■ **EXERCICE PROPOSÉ 1**: Recopiez le passage du billet sur les fonderies situé entre « Que présage la » et « Fujitsu au Japon. », ces deux passages compris.
■ **EXERCICE PROPOSÉ 2**: Indiquez, en vous appuyant sur le billet sur les fonderies, si chacune des affirmations suivantes y est conforme, par oui ou par non, avec les mots décisifs du billet cités à l'identique : (a) TSMC est le leader mondial de la fabrication de circuits intégrés ; (b) TSMC a signé un accord de coopération avec Panasonic et Fujitsu au Japon ; (c) la giga-usine prévue avec Motorola doit être construite au Japon.
■ **EXERCICE PROPOSÉ 3**: Dressez la liste de toutes les entreprises nommées dans le billet sur les fonderies.
━━━━━ TEXTE À LIRE
Que présage la restructuration des « fonderies » ?

Que mes lecteurs se rassurent ce billet ne va pas concerner les fonderies telles qu’on les entendait à la fin du dix-neuvième siècle mais des entreprises industrielles d’une sophistication inimaginable que sont les fabriques de circuits intégrés. Le leader mondial dans ce domaine est TSMC (Taiwan Semiconductors Manufacturing Company) et cette entreprise, depuis le grand tsunami du 11 mars 2011 qui détruisit les installations de Panasonic en particulier, est devenue en raison de cet événement le leader mondial dans ce domaine. Après avoir signé une déclaration d’intention avec Motorola pour la construction d’une giga-usine dans l’Arizona (USA) TSMC vient de signer un accord de coopération avec Panasonic et Fujitsu au Japon.
━━━━━━━━━━
━━━━━ LIGNES
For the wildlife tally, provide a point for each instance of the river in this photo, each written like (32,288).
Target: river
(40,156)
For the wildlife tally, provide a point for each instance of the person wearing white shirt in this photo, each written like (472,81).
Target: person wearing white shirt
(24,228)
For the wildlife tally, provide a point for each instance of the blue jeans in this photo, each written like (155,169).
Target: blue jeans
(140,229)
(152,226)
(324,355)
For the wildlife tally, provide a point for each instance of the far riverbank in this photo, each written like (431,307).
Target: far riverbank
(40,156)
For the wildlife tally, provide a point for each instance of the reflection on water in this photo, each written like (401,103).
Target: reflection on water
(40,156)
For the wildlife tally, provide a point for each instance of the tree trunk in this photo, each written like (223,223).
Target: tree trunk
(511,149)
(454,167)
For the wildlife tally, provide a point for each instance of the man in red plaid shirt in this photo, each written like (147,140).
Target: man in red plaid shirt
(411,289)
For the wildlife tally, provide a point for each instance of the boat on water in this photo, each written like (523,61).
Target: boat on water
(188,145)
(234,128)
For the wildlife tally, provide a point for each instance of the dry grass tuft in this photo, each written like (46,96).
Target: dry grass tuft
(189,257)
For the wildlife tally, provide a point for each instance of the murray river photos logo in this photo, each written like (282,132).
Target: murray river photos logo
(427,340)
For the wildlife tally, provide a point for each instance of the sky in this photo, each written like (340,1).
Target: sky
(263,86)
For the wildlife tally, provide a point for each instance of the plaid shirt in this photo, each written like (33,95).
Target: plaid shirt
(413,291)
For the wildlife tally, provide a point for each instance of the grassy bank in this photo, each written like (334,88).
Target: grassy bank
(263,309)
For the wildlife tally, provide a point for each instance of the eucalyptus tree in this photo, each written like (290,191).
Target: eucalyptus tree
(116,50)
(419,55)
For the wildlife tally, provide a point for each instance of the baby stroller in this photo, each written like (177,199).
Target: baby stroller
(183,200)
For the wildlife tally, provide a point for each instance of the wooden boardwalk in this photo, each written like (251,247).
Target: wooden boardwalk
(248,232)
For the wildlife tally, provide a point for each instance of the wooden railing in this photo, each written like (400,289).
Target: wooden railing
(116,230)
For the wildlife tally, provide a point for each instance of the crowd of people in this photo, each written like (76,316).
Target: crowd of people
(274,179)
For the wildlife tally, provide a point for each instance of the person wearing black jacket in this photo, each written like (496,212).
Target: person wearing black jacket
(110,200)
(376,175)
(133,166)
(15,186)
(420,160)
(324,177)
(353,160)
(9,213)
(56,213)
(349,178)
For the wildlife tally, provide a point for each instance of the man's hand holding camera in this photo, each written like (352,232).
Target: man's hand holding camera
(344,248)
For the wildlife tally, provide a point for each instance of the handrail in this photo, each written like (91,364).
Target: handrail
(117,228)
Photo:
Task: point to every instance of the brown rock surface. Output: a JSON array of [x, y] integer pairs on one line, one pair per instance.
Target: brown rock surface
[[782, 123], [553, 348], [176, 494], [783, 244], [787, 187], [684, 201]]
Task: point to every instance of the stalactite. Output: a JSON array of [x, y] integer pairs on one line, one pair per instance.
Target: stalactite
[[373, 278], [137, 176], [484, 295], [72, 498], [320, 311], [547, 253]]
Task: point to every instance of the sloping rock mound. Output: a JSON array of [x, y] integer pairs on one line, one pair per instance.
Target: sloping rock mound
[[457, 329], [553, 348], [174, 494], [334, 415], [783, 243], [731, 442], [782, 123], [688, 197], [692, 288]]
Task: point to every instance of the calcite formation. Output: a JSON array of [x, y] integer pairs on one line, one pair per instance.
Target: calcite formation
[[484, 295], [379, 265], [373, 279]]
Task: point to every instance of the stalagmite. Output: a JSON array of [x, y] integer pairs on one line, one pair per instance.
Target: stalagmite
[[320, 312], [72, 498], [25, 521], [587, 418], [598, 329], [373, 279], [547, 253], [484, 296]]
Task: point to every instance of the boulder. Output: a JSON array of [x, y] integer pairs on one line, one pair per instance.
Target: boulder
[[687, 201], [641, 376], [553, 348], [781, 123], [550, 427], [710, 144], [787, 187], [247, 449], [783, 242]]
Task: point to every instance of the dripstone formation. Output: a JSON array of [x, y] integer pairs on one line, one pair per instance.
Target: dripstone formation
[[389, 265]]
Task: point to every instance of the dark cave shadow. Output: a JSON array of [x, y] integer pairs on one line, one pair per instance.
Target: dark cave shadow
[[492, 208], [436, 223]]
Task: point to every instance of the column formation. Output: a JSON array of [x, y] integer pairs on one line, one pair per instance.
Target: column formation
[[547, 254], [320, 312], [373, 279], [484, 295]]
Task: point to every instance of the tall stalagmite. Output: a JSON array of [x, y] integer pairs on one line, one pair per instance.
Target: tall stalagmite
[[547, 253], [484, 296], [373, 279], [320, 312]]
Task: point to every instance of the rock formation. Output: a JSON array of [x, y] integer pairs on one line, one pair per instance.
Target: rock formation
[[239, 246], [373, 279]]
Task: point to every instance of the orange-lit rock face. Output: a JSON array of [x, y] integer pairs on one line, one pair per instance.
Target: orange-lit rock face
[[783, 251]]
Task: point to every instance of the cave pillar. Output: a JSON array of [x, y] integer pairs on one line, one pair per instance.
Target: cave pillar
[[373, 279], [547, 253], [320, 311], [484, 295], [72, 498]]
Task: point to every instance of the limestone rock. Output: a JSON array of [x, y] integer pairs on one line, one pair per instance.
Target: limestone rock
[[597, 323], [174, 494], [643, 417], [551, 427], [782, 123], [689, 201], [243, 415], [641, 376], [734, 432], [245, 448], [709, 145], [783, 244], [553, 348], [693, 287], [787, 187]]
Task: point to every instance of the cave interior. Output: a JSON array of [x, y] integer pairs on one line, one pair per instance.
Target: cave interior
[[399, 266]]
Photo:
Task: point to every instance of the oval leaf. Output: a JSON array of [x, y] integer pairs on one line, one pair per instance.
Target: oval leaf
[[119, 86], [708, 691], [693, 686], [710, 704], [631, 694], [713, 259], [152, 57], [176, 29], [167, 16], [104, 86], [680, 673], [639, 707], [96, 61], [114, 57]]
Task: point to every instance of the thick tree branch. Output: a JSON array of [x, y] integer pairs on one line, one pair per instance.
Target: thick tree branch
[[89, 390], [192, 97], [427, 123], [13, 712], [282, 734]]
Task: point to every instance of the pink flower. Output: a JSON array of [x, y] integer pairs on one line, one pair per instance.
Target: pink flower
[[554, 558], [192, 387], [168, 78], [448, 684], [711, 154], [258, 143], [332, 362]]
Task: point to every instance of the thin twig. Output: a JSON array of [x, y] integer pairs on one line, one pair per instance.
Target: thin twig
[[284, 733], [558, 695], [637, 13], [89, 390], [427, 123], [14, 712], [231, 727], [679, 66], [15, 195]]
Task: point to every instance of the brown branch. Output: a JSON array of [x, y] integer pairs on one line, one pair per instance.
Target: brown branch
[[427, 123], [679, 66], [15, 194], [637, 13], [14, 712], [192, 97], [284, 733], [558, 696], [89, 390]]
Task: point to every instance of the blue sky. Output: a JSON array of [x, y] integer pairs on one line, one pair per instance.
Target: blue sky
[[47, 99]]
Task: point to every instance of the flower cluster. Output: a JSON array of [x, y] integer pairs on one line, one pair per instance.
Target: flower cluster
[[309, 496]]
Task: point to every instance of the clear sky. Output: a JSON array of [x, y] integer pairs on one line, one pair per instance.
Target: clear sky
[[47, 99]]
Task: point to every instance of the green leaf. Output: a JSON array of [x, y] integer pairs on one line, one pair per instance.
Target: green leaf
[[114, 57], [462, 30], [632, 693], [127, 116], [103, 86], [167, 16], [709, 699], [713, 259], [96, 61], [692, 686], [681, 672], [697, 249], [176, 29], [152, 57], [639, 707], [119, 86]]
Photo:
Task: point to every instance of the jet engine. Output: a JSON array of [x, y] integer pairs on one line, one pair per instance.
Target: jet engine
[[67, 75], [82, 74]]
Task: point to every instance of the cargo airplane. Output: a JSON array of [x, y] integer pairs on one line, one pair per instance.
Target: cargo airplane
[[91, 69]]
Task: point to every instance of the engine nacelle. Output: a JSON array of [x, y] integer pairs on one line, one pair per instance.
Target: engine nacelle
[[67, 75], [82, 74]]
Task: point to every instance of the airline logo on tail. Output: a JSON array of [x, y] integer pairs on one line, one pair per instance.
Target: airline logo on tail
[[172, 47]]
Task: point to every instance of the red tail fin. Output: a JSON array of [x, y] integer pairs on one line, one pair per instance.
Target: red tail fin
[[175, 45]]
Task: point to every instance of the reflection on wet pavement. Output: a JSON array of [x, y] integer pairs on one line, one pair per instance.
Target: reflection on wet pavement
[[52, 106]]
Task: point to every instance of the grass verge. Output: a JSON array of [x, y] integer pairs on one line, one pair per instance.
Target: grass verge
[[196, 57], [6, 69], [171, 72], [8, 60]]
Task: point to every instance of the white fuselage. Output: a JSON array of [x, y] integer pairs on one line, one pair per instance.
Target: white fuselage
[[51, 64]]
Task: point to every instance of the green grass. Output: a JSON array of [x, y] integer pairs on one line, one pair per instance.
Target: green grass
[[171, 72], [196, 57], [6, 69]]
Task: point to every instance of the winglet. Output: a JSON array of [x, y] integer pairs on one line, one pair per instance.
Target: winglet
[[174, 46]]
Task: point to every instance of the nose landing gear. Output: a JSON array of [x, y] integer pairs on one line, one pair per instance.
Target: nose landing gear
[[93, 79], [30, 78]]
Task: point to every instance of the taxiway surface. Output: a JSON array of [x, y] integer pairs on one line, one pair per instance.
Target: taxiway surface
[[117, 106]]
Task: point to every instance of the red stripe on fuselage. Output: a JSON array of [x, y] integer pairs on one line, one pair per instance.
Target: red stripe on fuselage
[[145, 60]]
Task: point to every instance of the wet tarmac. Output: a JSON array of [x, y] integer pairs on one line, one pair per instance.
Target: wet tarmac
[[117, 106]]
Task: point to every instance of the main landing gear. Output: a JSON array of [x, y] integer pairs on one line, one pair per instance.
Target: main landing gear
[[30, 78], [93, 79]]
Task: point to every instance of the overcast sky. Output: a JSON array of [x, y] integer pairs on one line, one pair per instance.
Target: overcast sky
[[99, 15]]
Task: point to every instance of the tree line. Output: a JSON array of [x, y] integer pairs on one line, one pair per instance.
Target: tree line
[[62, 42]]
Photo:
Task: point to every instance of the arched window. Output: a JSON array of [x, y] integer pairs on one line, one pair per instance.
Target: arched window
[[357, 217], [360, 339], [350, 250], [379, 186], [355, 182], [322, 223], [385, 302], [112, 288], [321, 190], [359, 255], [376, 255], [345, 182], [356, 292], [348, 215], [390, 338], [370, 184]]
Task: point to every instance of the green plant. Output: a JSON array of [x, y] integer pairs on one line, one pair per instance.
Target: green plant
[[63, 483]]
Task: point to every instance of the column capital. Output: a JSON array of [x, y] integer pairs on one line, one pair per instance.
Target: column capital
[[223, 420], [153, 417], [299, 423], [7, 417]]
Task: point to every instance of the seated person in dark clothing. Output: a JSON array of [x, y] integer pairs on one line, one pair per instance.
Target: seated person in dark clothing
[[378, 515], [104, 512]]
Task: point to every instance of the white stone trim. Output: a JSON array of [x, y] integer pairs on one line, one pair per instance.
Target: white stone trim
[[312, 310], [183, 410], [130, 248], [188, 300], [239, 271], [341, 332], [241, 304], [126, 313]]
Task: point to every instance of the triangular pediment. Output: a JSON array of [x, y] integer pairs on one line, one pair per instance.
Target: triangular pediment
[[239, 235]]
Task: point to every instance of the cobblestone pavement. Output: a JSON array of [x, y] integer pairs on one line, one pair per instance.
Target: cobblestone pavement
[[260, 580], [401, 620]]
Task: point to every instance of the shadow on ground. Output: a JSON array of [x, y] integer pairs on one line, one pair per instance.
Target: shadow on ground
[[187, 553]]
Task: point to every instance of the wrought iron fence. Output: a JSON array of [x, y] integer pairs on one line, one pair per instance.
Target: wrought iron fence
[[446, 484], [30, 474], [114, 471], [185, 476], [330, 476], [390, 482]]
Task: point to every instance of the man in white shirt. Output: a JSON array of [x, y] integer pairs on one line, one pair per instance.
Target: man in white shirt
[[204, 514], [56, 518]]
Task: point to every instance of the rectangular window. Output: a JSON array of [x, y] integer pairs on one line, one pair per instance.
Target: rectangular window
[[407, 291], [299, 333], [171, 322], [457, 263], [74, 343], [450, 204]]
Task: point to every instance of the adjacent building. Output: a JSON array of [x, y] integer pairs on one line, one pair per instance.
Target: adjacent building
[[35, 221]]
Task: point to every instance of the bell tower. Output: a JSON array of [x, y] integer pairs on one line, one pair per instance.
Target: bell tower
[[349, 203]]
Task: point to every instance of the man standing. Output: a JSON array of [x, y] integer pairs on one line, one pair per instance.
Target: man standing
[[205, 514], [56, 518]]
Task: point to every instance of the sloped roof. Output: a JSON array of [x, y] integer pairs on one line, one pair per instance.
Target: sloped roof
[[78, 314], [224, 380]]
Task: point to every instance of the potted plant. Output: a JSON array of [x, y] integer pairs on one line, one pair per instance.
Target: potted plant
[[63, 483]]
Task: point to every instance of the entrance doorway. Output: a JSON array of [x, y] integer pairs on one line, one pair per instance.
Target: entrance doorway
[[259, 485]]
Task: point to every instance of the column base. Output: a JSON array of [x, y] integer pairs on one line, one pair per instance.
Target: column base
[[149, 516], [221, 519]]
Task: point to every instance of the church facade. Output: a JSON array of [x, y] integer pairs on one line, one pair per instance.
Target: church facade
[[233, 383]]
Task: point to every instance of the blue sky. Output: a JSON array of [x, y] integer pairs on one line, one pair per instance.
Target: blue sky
━━━━━━━━━━
■ **RÉSULTAT CORRECT 1**:
Que présage la restructuration des « fonderies » ?

Que mes lecteurs se rassurent ce billet ne va pas concerner les fonderies telles qu’on les entendait à la fin du dix-neuvième siècle mais des entreprises industrielles d’une sophistication inimaginable que sont les fabriques de circuits intégrés. Le leader mondial dans ce domaine est TSMC (Taiwan Semiconductors Manufacturing Company) et cette entreprise, depuis le grand tsunami du 11 mars 2011 qui détruisit les installations de Panasonic en particulier, est devenue en raison de cet événement le leader mondial dans ce domaine. Après avoir signé une déclaration d’intention avec Motorola pour la construction d’une giga-usine dans l’Arizona (USA) TSMC vient de signer un accord de coopération avec Panasonic et Fujitsu au Japon.

■ **RÉSULTAT CORRECT 2**:
(a) Oui : « Le leader mondial dans ce domaine est TSMC ».
(b) Oui : « TSMC vient de signer un accord de coopération avec Panasonic et Fujitsu au Japon ».
(c) Non : « pour la construction d’une giga-usine dans l’Arizona (USA) ».

■ **RÉSULTAT CORRECT 3**: TSMC (Taiwan Semiconductors Manufacturing Company), Panasonic, Motorola, Fujitsu